Aim of the task: Skipping any pictures, give all of the records below again exactly.
= Beginning of Section =
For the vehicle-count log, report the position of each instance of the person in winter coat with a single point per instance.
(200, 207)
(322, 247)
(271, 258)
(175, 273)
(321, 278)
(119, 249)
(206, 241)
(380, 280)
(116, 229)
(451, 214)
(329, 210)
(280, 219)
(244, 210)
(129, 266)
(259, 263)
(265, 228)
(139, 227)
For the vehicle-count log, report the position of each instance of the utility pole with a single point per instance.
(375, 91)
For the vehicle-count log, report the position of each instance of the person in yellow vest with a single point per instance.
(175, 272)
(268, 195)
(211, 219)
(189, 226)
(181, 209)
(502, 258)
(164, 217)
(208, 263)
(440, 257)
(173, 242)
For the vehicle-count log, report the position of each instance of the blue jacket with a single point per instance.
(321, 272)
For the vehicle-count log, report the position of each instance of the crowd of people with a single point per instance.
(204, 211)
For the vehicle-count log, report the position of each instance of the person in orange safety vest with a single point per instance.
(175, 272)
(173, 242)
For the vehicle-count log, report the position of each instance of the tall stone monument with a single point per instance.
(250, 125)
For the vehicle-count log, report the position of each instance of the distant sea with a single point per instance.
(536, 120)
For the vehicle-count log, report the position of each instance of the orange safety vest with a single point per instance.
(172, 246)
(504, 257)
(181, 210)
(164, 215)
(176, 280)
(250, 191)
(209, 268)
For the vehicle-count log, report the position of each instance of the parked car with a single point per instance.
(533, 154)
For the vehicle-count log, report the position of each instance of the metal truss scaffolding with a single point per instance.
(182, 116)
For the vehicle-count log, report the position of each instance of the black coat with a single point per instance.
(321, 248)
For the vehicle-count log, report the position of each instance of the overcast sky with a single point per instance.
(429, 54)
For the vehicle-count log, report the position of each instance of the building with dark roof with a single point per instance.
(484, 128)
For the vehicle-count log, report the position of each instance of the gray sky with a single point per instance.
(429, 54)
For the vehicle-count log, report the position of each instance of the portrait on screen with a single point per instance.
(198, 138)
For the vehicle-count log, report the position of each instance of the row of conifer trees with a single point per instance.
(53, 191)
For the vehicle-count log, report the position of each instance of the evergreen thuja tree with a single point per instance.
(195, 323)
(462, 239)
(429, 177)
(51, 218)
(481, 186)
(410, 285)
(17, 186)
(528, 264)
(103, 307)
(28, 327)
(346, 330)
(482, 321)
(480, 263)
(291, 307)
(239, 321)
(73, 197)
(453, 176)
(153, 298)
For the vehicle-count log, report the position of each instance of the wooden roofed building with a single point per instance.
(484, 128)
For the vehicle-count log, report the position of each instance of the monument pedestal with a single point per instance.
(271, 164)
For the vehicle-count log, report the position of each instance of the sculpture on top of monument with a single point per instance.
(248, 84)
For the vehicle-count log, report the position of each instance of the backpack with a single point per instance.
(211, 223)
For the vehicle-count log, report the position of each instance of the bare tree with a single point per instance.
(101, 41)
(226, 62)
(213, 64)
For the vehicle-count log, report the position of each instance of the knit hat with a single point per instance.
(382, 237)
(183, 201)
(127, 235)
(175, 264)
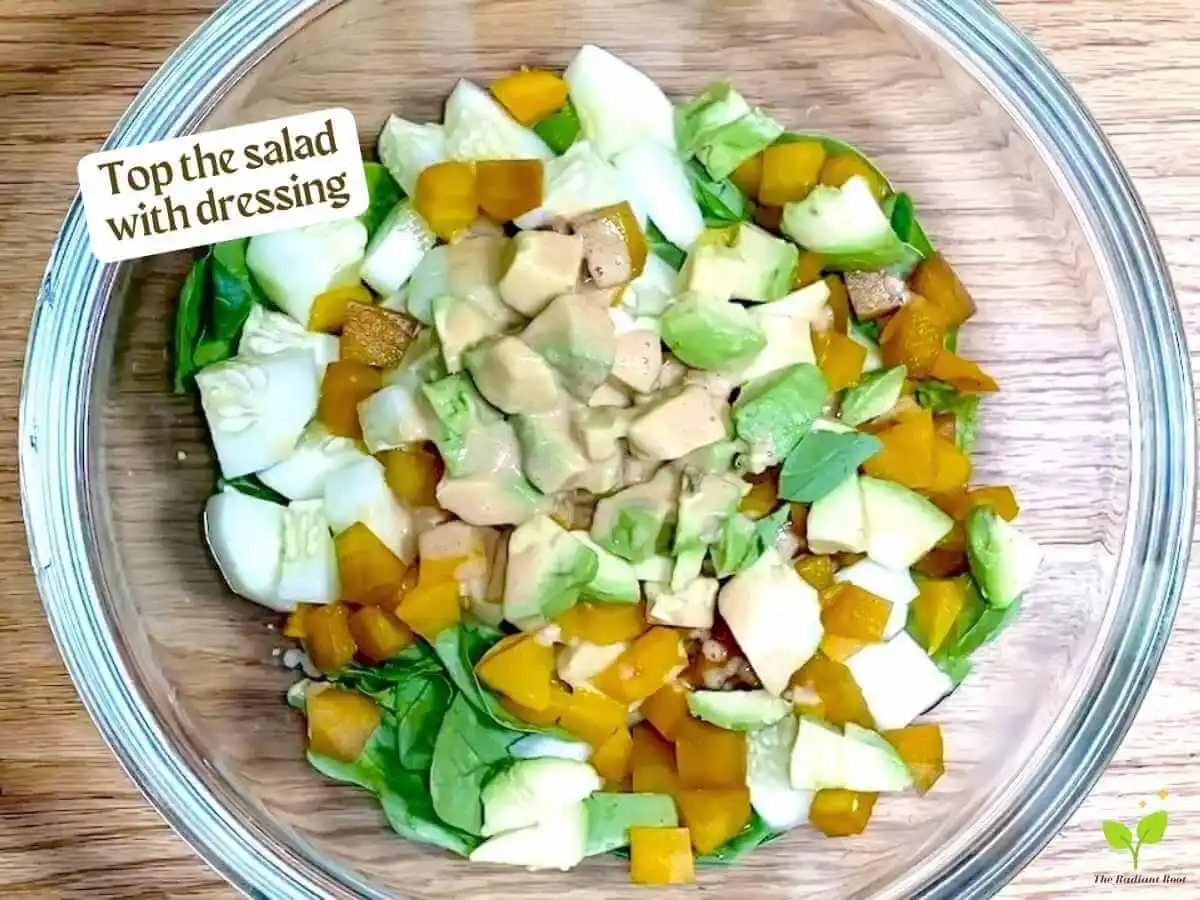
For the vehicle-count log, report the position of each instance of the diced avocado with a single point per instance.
(615, 581)
(555, 843)
(874, 396)
(633, 522)
(743, 263)
(513, 377)
(825, 759)
(546, 573)
(901, 526)
(775, 617)
(396, 250)
(577, 339)
(532, 790)
(712, 333)
(295, 265)
(677, 425)
(768, 763)
(738, 711)
(898, 679)
(694, 605)
(611, 816)
(773, 413)
(460, 325)
(550, 454)
(837, 522)
(1003, 559)
(849, 228)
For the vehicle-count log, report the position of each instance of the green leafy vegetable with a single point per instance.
(559, 130)
(252, 486)
(383, 192)
(720, 201)
(663, 249)
(821, 461)
(469, 749)
(900, 210)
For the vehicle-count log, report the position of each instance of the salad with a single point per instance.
(613, 471)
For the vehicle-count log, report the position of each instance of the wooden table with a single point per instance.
(71, 823)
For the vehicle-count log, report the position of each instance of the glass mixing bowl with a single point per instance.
(1095, 429)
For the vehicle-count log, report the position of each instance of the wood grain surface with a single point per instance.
(72, 825)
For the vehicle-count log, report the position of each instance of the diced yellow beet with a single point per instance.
(936, 281)
(592, 717)
(430, 609)
(660, 856)
(841, 701)
(713, 815)
(521, 669)
(816, 570)
(603, 623)
(378, 634)
(413, 473)
(921, 748)
(447, 198)
(839, 358)
(666, 709)
(936, 607)
(329, 310)
(508, 189)
(613, 757)
(376, 336)
(531, 95)
(708, 756)
(790, 172)
(839, 814)
(345, 385)
(808, 270)
(645, 667)
(370, 573)
(328, 639)
(340, 723)
(847, 611)
(838, 169)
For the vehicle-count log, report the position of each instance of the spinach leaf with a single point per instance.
(469, 749)
(720, 202)
(822, 461)
(189, 321)
(754, 835)
(561, 129)
(383, 192)
(663, 249)
(253, 487)
(900, 210)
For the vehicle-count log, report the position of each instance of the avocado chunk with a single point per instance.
(775, 617)
(633, 523)
(712, 333)
(1003, 559)
(901, 526)
(837, 522)
(577, 339)
(533, 790)
(555, 843)
(743, 263)
(547, 570)
(615, 581)
(738, 711)
(849, 228)
(773, 413)
(858, 760)
(611, 816)
(513, 377)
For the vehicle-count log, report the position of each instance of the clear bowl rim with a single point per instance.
(55, 409)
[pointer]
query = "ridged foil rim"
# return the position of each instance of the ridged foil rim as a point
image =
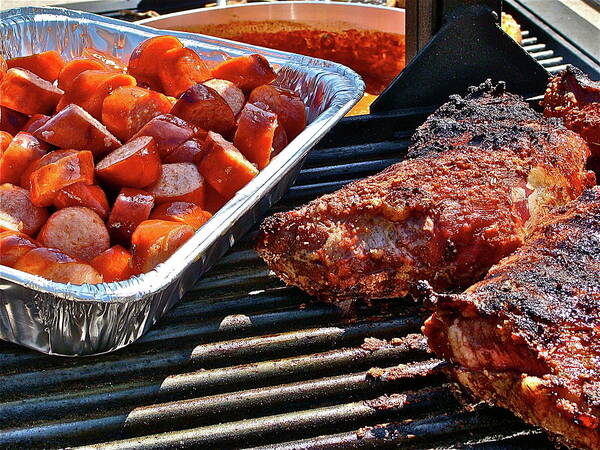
= End of Section =
Your solution:
For the vehicle-count log, report the position of each instance of the person in winter coat with a single point per instance.
(200, 207)
(322, 247)
(271, 258)
(175, 273)
(321, 278)
(119, 249)
(206, 241)
(380, 280)
(116, 229)
(451, 214)
(329, 210)
(280, 219)
(244, 210)
(129, 266)
(259, 263)
(265, 228)
(139, 227)
For the vehicle-count log, report the position of each instance of the utility pole with a single point per instance.
(375, 91)
For the vehicle-count log, report the position of each instance of the person in yellow vest with a single point per instance.
(175, 272)
(268, 195)
(211, 219)
(189, 226)
(181, 209)
(502, 258)
(164, 217)
(208, 263)
(440, 257)
(173, 242)
For the vehicle-count log, report the position of each instance of the blue jacket with a single point per instance.
(321, 272)
For the vehicle-count log, report the position of each instance of the crowd of people with a single point per instance.
(204, 211)
For the vehicle-count log, report the position of each instance of the person in orange safety vest with a single point per instance.
(175, 272)
(173, 242)
For the vehicle-count log, report the position of each instance of the tall stone monument with a single point per instance.
(250, 125)
For the vehicle-count log, report the position of each instance of the distant sea with a single point per instance.
(536, 120)
For the vehicle-count log, report the position of each instance of the orange safety vest with a single point per instance.
(172, 246)
(504, 257)
(181, 210)
(164, 215)
(176, 280)
(250, 191)
(209, 268)
For the vehicle-count log, report the position of each instance of the parked car with a single point per instance.
(533, 154)
For the vehicle-count log, report the position of each instance of the metal truss scaffolding with a single point per instance.
(182, 116)
For the vehicle-count log, report the position of each instance of the black coat with a single point per instance.
(321, 248)
For the vehicle-count log, report the position of each instance of the overcast sky with a single point per instance.
(429, 54)
For the vehicle-count log, report the position of each instance of the building with dark roof with a single point per instance.
(484, 128)
For the vehicle-count log, report the position of each instance of the gray sky with a single point per instance.
(429, 54)
For the vehicle-count log, report the position of each instance of the portrait on screen with a single point per instance.
(198, 138)
For the vehicle-count log, report the position of each instance of the row of conifer trees with a single point per instance.
(53, 191)
For the vehicle-count log, report the position of each instance of the evergreen thuja tree with a single point per instance.
(195, 323)
(462, 239)
(429, 177)
(51, 218)
(481, 186)
(410, 285)
(17, 186)
(528, 264)
(103, 307)
(28, 327)
(346, 330)
(482, 321)
(480, 263)
(291, 307)
(239, 321)
(73, 197)
(453, 176)
(153, 298)
For the vehicle-count log, report the position of each instance of the wooden roofed building with a single point per instance.
(484, 128)
For the vehicle-count log, report the position of each instance of the monument pedestal with a single point per instance.
(271, 164)
For the vehicle-count log, report the position of each instance of the sculpture on top of monument with a single point per instance.
(248, 84)
For the vehicle-count log, report the position of each instance of the backpack with a single point per instance.
(211, 223)
For the vehicle-count log, report the position of each instance of the bare tree with a single point per instance.
(101, 41)
(226, 62)
(213, 64)
For the vehicle-count log, report the position of each instance of the knit hat with a single point per instance.
(382, 237)
(183, 201)
(127, 235)
(175, 264)
For the vehicle-count log, report the position of each instance of the diced avocado with a single point per instance.
(615, 581)
(555, 843)
(874, 396)
(633, 522)
(743, 263)
(513, 377)
(825, 759)
(546, 573)
(901, 526)
(775, 617)
(396, 250)
(577, 339)
(532, 790)
(712, 333)
(295, 265)
(677, 425)
(768, 763)
(738, 711)
(898, 679)
(694, 605)
(611, 816)
(773, 413)
(460, 325)
(550, 454)
(837, 522)
(1003, 559)
(849, 228)
For the vehicle-count log, report the position of each instance of the green leafy vegetable with a single point per instance.
(559, 130)
(252, 486)
(383, 192)
(720, 201)
(663, 249)
(821, 461)
(469, 749)
(900, 210)
For the vehicle-count log, report the position of each instance of the salad with a single point per instance.
(613, 471)
For the vehicle-count log, report the position of each instance of the wooden table with a single point per instance.
(71, 823)
For the vehicle-count log, report the position of each instance of the glass mixing bowl with a single point per instance.
(1095, 429)
For the vehicle-count log, report the position of each instance of the wood grain surface with a single point per instance.
(72, 825)
For the vehicle-count log, report the position of each instance of the diced yellow beet with a single point per instance.
(936, 281)
(592, 717)
(430, 609)
(660, 856)
(841, 701)
(713, 815)
(521, 669)
(816, 570)
(603, 623)
(378, 634)
(413, 473)
(921, 748)
(447, 198)
(839, 358)
(666, 709)
(936, 607)
(329, 310)
(508, 189)
(613, 757)
(376, 336)
(531, 95)
(708, 756)
(790, 172)
(839, 814)
(345, 385)
(808, 270)
(645, 667)
(370, 573)
(328, 639)
(340, 723)
(847, 611)
(838, 169)
For the vehicle-count log, report the position of each instance of the spinach leaf with a single point per instance.
(469, 749)
(720, 202)
(822, 461)
(189, 321)
(754, 835)
(561, 129)
(383, 192)
(663, 249)
(253, 487)
(900, 210)
For the vehicle-count log, report the position of each instance of the avocado chunk with a single point per instance.
(775, 617)
(633, 523)
(712, 333)
(1003, 559)
(901, 526)
(837, 522)
(577, 339)
(533, 790)
(555, 843)
(743, 263)
(547, 570)
(615, 581)
(738, 711)
(849, 228)
(773, 413)
(858, 760)
(611, 816)
(513, 377)
For the vehicle-count log, report the position of each instance of the clear bowl rim with a single point per instance.
(55, 409)
[pointer]
query = "ridged foil rim"
# return the position of each instance of the ridged foil rim as a point
image =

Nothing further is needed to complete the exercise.